Exercise input —
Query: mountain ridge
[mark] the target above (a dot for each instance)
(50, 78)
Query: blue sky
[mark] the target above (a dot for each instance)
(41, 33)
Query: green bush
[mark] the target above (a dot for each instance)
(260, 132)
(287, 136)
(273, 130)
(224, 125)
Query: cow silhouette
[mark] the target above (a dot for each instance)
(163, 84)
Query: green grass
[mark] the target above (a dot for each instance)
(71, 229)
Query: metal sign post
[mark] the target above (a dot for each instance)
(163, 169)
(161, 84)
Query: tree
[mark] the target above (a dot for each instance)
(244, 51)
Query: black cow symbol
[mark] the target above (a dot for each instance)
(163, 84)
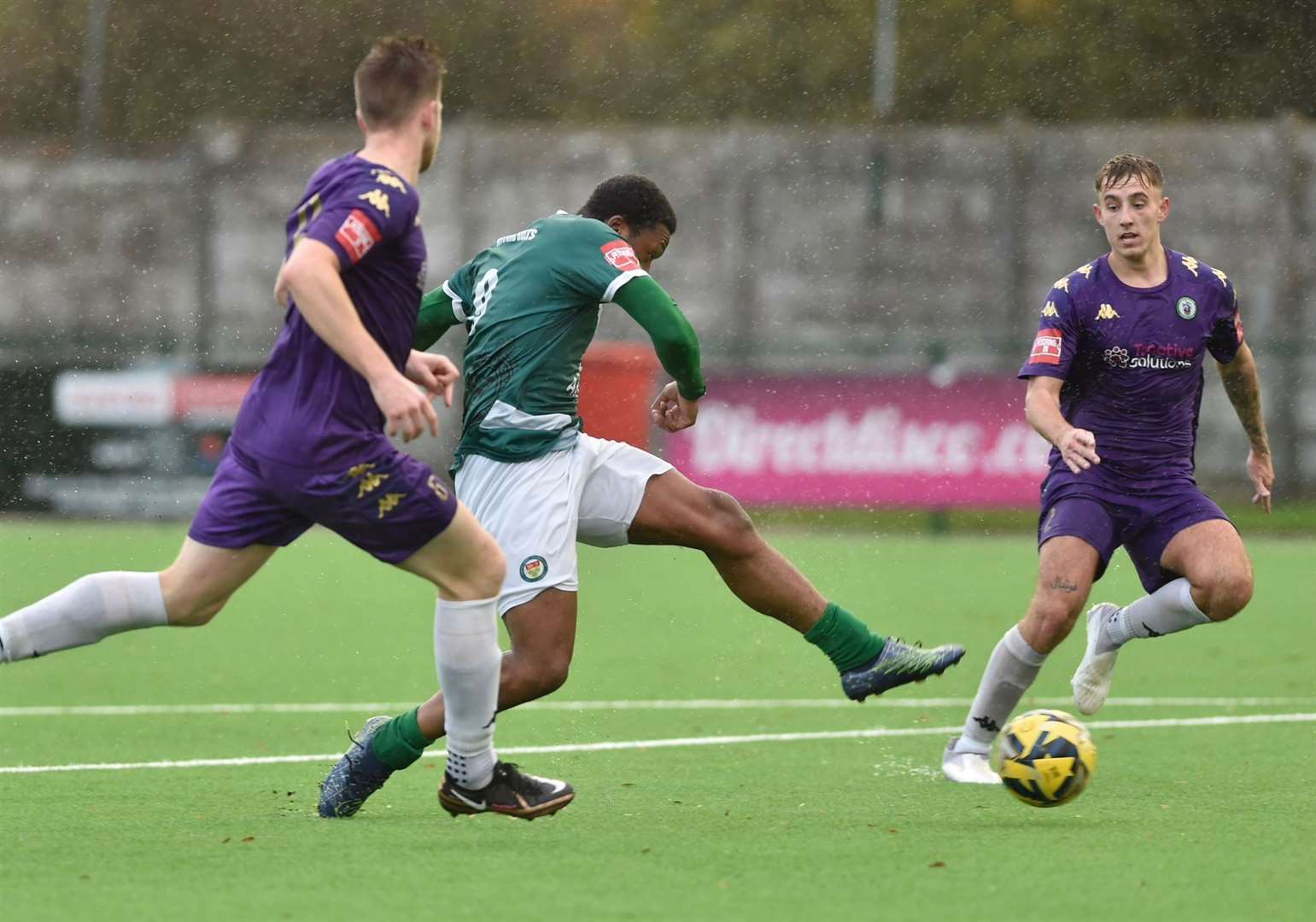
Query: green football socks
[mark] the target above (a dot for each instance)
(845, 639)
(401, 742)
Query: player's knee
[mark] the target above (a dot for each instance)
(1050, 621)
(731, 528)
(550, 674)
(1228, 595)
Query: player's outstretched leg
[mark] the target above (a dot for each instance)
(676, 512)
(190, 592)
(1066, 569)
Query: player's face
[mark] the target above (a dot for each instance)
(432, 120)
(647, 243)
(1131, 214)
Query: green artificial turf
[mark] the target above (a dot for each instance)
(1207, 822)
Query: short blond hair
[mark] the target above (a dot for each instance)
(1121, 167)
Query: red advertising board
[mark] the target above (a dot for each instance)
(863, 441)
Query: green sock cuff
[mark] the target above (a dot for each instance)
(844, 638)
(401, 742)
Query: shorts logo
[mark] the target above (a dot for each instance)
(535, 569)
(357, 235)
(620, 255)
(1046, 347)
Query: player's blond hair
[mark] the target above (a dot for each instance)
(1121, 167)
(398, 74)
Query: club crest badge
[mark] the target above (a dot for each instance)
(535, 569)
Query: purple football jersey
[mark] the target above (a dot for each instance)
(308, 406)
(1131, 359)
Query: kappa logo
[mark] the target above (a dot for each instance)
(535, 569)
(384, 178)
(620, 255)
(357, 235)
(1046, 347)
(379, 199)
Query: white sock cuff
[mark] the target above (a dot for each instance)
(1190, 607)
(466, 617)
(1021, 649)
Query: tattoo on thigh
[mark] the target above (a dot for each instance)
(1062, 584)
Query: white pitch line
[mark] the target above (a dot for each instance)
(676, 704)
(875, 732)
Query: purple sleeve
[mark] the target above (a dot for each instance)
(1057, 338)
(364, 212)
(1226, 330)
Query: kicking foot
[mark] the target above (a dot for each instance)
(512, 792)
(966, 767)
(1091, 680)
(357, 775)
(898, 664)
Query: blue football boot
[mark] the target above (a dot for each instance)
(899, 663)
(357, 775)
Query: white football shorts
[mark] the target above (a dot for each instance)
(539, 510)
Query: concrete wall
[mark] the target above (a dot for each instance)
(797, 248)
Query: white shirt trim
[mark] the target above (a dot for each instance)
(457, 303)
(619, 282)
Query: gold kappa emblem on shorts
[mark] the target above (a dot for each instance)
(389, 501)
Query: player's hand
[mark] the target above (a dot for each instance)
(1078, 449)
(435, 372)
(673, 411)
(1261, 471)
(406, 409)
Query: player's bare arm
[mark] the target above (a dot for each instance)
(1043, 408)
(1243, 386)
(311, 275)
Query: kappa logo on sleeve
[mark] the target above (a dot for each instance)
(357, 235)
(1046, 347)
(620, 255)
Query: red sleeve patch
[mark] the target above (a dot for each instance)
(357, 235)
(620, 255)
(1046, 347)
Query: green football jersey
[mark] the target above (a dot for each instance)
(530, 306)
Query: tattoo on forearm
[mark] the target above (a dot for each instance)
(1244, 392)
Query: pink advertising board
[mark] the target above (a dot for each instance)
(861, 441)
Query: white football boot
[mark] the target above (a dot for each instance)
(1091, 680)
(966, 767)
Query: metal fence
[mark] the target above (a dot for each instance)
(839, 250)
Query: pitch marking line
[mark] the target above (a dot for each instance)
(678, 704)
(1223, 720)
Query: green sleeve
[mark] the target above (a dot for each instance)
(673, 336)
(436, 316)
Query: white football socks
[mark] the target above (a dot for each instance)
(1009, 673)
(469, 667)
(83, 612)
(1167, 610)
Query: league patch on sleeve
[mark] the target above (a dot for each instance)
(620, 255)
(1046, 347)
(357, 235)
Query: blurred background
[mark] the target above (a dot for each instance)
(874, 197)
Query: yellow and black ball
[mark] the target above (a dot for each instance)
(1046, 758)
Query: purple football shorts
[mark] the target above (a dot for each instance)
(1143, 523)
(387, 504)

Direction — Reproduce the data word for word, excluding its pictures.

Expected answer —
Query: mountain ridge
[mark] the target above (a dot for each instance)
(50, 78)
Query: blue sky
[mark] the target above (a dot for each instance)
(41, 33)
Query: green bush
[mark] the target above (a dot for each instance)
(260, 132)
(287, 136)
(273, 130)
(224, 125)
Query: cow silhouette
[mark] the target above (a dot for each instance)
(163, 84)
Query: green grass
[mark] the target above (a dot for each instance)
(71, 229)
Query: metal sign post
[mark] the target above (a dot for each instance)
(163, 169)
(161, 84)
Query: tree
[mark] the target above (a dot for each instance)
(244, 51)
Query: black cow symbol
[mark] the target above (a dot for each instance)
(163, 84)
Query: green football socks
[mark] the target above (a dot for each instance)
(845, 639)
(401, 742)
Query: player's knee
[mark] the target above (a dot for each instance)
(1050, 621)
(731, 528)
(550, 674)
(1228, 595)
Query: player's outstretched leg
[mark] the target above (a dot for each instance)
(676, 512)
(190, 592)
(1066, 569)
Query: player's face
[mark] the target above (a dot for each instance)
(432, 120)
(647, 243)
(1131, 214)
Query: green artificial turf
[mark] the target above (a dot for each instance)
(1207, 822)
Query: short blond hair
[mark] the target above (a dot for each instance)
(1121, 167)
Query: red advertising board
[mark] the target above (a dot for each instance)
(863, 441)
Query: green sock cuff
[mark] the target above (a dot for each instance)
(844, 638)
(401, 742)
Query: shorts logo
[mark] the target above (a dot for each instance)
(535, 569)
(357, 235)
(620, 255)
(1046, 347)
Query: player's blond hair
[mark] the target above (a dot for each instance)
(1121, 167)
(398, 74)
Query: club crest badge
[mark] the target above (a dot for each instance)
(535, 569)
Query: purple football jersey
[mark] the target above (a dot for each instance)
(308, 406)
(1131, 359)
Query: kappa logo
[mark] the target above (a dot for each instance)
(535, 569)
(384, 178)
(620, 255)
(357, 235)
(1046, 347)
(379, 199)
Query: white sock cuff
[mark] the target above (a dot for each instance)
(1190, 607)
(466, 617)
(1021, 649)
Query: tattoo on thigh
[mark] the target above (a dot for each instance)
(1062, 584)
Query: white pitch line
[mark] the target above (a dot for each instance)
(676, 704)
(875, 732)
Query: purple sleeve
[mark] the target above (a dot for each instance)
(1057, 338)
(364, 212)
(1226, 330)
Query: kicking foot
[mark] the target above (a dot for each instance)
(512, 792)
(966, 767)
(1091, 680)
(357, 775)
(898, 664)
Query: blue football boot
[mark] the target above (a dot for each instance)
(899, 663)
(357, 775)
Query: white football shorts
[mark] the target above (a dot for each instance)
(539, 510)
Query: concrete wall
[mark] the target above (a dot for each instance)
(797, 248)
Query: white shirt trim
[mark] the target above (a dot for each instance)
(457, 303)
(619, 282)
Query: gold kappa emblem on shorts
[mark] the target above (a dot for each instance)
(389, 501)
Query: player's hand
[mark] the target above (a dot for each instance)
(1078, 449)
(435, 372)
(673, 411)
(1261, 471)
(406, 409)
Query: player's bare arm
[mark] the target above (a dot for each instance)
(1043, 408)
(1243, 386)
(311, 275)
Query: kappa logo on sleeve
[mark] the target above (a dot for each instance)
(357, 235)
(1046, 347)
(620, 255)
Query: red sleeve patch
[mark] the target above (a dot for each instance)
(357, 235)
(620, 255)
(1046, 347)
Query: green football jersey
[mark] the target above (a dot for each instance)
(530, 306)
Query: tattoo on forearm
[mark] the target above (a dot for each instance)
(1244, 392)
Query: pink advertising board
[mark] the target above (a dot for each instance)
(861, 441)
Query: white football boot
[mark] the target above (a dot for each instance)
(1091, 680)
(966, 767)
Query: metal fence
[mark] the target above (a dot for each instance)
(839, 250)
Query: pitch marking line
[mark] the target above (a dot for each instance)
(678, 704)
(1223, 720)
Query: green sleeve
[mark] the target above (a dot for each instance)
(673, 336)
(436, 316)
Query: white football socks
[mark] the target above (a dot for each instance)
(1009, 673)
(469, 667)
(83, 612)
(1167, 610)
Query: league patch on sleeve
[mark] the target above (a dot for each instance)
(620, 255)
(1046, 347)
(357, 235)
Query: blurred background
[mark] the target above (a dot for each instance)
(874, 197)
Query: yellow and black ball
[mark] the target above (a dot for each instance)
(1046, 758)
Query: purple football shorts
[mark] the target above (a dot for each instance)
(1143, 523)
(387, 504)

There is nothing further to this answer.